## ENTRIES SUPPLIED
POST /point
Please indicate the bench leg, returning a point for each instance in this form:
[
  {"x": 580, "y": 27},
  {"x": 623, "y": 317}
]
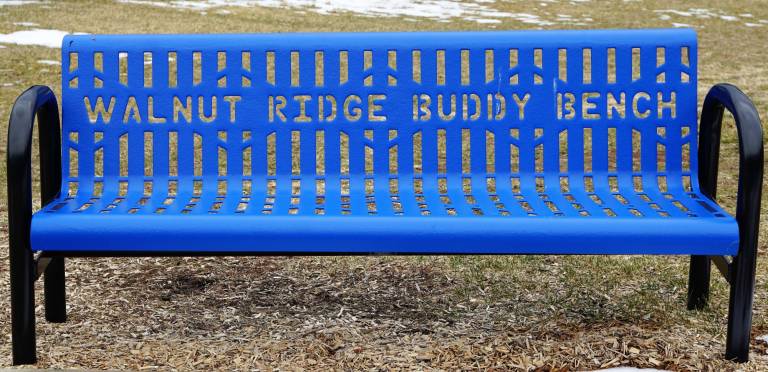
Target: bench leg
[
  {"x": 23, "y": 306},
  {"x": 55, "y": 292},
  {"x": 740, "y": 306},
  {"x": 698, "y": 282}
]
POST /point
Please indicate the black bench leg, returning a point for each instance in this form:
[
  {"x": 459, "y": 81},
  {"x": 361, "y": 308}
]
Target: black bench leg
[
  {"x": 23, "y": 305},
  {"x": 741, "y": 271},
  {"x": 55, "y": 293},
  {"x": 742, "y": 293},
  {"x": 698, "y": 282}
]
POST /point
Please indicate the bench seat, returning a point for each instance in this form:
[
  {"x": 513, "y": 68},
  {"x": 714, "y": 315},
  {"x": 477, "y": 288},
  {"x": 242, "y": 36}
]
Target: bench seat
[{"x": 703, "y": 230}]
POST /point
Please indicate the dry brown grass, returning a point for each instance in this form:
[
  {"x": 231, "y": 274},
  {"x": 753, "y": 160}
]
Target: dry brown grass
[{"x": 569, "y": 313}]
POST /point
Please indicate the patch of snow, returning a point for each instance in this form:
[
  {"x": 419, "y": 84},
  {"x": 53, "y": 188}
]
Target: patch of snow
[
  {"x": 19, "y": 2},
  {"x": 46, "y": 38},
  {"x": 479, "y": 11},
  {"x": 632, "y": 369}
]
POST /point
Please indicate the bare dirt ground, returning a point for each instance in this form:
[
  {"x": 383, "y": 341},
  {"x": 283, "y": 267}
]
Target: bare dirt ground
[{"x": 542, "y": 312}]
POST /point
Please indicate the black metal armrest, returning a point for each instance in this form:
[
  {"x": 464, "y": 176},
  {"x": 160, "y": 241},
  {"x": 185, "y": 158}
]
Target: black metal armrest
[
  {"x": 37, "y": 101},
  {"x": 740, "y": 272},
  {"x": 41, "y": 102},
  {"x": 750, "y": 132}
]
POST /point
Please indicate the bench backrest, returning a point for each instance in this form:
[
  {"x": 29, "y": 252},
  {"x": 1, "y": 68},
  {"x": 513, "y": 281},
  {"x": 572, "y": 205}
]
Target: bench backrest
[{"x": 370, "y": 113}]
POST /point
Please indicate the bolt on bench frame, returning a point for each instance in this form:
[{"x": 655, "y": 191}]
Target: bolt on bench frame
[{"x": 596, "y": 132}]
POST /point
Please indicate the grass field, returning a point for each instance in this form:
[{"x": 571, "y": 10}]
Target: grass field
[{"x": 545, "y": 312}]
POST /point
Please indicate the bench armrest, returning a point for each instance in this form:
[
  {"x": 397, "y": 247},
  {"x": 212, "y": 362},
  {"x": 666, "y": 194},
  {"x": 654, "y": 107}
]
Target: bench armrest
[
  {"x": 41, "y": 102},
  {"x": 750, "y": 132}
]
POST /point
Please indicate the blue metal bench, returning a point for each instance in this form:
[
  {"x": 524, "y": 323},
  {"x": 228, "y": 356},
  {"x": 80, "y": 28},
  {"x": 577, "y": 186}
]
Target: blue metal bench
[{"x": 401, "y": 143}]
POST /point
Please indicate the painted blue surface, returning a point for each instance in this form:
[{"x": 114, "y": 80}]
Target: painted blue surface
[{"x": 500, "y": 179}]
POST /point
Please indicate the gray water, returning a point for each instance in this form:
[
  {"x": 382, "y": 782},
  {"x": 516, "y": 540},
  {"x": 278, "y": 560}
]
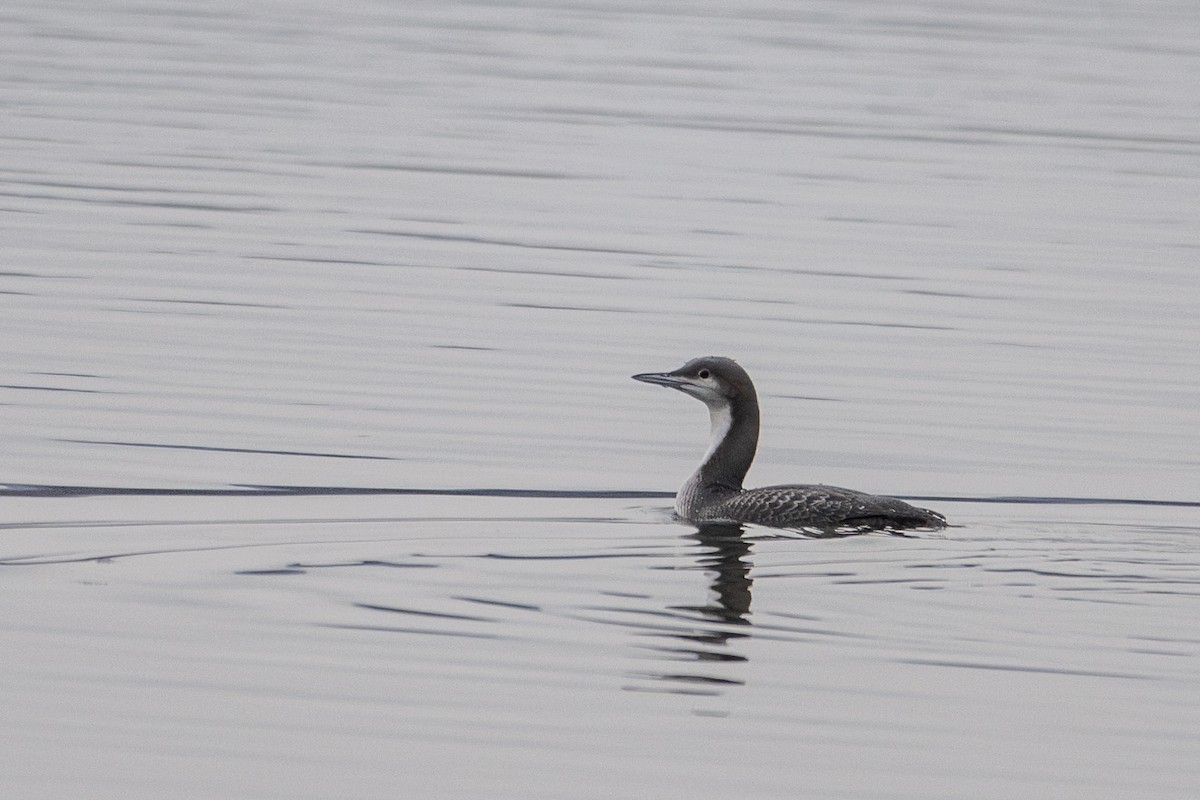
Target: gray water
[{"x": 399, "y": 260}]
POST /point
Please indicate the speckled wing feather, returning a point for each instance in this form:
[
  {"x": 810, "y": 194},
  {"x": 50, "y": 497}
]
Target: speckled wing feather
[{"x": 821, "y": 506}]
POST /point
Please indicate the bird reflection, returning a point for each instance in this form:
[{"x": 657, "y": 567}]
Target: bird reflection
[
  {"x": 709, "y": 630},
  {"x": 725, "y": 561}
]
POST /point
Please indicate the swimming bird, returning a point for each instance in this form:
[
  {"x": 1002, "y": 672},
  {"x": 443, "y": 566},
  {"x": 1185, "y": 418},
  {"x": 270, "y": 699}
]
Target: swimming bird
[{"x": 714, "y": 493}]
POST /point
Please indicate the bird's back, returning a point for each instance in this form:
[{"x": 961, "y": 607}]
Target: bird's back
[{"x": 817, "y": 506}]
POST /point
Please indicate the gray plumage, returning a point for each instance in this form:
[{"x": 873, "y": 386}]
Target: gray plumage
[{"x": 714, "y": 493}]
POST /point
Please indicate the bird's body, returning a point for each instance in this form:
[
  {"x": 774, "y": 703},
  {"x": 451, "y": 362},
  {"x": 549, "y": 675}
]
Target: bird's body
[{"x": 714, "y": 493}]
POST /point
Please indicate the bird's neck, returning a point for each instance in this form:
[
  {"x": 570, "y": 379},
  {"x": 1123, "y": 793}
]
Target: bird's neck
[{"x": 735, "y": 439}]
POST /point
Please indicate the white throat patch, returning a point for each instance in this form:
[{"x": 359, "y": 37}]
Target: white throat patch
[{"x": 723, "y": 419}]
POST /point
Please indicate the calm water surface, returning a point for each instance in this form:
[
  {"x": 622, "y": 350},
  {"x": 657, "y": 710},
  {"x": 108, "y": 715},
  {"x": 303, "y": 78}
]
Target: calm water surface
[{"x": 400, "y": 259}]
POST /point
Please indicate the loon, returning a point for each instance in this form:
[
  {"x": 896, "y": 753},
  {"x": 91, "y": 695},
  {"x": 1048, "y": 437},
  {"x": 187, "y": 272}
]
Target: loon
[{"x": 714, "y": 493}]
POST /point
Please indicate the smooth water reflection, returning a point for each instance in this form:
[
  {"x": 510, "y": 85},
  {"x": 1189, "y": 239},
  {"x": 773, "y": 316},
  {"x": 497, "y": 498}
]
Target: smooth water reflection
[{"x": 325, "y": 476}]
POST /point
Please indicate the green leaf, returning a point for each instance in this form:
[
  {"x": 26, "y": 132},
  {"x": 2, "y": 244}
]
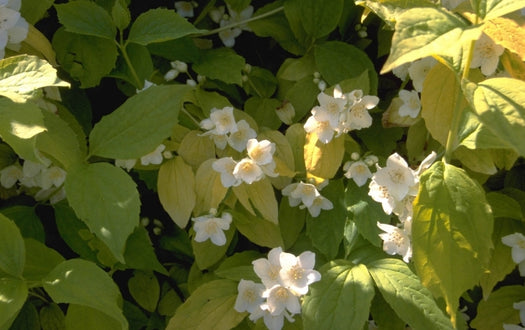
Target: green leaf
---
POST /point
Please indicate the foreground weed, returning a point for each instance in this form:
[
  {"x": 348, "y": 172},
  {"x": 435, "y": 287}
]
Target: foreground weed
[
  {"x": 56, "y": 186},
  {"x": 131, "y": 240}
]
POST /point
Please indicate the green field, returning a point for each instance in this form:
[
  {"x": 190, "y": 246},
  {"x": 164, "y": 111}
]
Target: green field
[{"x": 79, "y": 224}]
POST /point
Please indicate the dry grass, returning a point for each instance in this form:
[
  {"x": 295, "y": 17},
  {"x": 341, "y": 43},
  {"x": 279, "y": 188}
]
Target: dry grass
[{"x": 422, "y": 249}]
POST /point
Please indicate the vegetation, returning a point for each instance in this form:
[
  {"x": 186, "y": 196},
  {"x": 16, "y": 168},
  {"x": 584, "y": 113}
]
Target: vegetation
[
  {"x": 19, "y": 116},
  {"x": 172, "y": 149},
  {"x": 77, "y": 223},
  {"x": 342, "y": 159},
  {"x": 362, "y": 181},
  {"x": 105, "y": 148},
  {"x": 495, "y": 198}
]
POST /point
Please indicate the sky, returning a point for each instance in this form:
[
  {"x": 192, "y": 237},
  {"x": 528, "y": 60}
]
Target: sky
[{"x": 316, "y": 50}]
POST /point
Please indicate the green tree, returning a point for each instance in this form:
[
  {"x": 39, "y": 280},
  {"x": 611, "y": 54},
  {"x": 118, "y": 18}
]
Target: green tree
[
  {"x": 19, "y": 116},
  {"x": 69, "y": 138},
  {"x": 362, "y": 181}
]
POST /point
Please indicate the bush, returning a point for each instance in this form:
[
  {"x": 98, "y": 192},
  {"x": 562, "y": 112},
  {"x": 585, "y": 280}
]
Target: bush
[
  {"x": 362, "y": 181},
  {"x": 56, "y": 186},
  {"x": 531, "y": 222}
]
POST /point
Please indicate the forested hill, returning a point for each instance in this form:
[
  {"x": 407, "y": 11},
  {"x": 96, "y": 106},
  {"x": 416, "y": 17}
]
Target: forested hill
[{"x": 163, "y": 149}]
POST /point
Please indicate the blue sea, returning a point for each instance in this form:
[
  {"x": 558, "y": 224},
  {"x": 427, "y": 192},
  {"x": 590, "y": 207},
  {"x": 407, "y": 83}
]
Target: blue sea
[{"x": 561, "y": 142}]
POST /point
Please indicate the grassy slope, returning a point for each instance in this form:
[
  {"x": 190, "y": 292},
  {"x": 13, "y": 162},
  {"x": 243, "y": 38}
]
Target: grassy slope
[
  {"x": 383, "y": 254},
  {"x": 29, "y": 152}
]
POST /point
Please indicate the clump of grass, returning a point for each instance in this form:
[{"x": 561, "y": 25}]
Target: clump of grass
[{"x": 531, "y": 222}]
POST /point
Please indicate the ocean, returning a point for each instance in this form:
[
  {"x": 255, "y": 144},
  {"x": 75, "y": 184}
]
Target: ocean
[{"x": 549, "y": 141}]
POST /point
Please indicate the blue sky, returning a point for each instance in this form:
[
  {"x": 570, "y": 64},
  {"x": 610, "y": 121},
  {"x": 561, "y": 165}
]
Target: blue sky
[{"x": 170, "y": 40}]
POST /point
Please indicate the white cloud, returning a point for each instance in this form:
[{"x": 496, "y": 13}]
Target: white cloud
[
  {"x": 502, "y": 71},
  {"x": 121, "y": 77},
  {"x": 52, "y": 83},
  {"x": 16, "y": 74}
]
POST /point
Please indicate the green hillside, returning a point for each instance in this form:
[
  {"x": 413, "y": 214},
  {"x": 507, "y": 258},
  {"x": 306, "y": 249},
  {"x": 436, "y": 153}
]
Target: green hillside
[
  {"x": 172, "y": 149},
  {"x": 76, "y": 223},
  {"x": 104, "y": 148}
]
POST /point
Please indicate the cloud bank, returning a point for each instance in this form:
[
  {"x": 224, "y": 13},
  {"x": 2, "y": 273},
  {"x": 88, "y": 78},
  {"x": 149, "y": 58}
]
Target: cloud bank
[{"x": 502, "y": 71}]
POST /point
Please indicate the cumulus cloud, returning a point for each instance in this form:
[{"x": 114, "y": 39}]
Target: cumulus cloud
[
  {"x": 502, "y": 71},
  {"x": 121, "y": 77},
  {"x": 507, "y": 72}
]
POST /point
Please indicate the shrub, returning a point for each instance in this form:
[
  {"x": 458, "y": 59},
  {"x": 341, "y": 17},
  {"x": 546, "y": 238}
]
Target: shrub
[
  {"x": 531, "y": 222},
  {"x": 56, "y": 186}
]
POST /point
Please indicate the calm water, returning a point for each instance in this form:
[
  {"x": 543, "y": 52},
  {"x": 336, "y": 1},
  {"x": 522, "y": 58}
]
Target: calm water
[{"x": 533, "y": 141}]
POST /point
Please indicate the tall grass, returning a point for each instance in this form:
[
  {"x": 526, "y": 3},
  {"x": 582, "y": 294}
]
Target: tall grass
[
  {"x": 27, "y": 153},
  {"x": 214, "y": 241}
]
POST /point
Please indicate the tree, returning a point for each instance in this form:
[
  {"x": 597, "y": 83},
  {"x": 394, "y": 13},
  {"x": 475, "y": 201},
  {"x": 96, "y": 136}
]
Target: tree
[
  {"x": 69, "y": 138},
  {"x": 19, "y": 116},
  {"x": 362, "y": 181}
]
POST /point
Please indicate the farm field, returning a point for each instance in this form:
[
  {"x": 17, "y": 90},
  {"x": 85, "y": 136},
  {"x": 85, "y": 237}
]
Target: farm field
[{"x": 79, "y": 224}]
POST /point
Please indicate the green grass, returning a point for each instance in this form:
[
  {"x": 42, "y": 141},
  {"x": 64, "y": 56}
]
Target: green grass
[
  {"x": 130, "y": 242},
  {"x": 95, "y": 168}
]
--
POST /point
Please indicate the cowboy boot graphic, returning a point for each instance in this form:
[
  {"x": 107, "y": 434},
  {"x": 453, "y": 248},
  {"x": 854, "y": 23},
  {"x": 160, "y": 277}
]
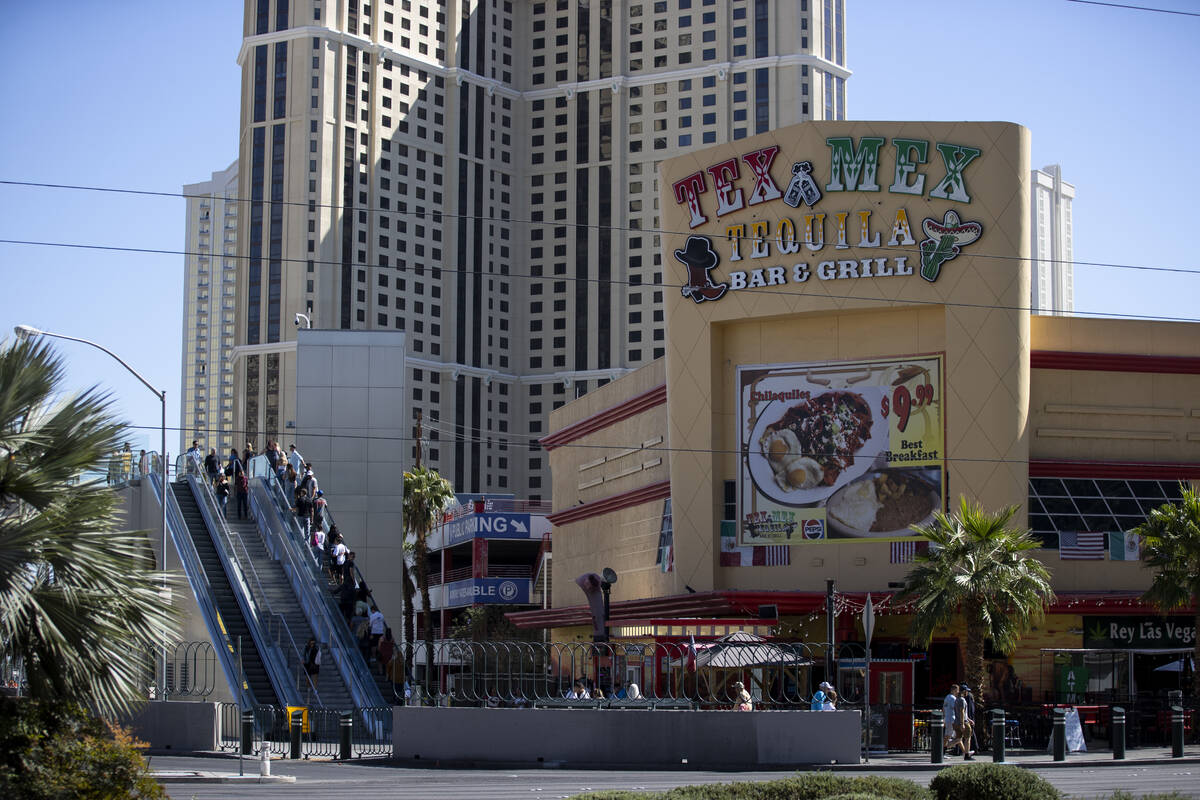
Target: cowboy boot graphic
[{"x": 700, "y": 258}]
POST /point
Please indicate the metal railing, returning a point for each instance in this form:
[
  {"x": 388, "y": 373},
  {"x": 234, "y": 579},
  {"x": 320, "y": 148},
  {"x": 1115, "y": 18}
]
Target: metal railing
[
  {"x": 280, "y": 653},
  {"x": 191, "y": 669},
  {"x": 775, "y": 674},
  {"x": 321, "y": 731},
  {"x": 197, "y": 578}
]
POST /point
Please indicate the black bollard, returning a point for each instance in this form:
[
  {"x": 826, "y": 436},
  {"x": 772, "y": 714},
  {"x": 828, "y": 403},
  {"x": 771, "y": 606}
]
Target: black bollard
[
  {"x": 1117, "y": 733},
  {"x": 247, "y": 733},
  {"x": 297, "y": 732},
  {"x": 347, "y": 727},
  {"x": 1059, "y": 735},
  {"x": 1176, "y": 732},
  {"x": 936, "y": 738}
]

## TASK BRIEF
Please count the lines in the records above that contain the string "bollard", treating case as significant, and reply with the number alone.

## TASK ANSWER
2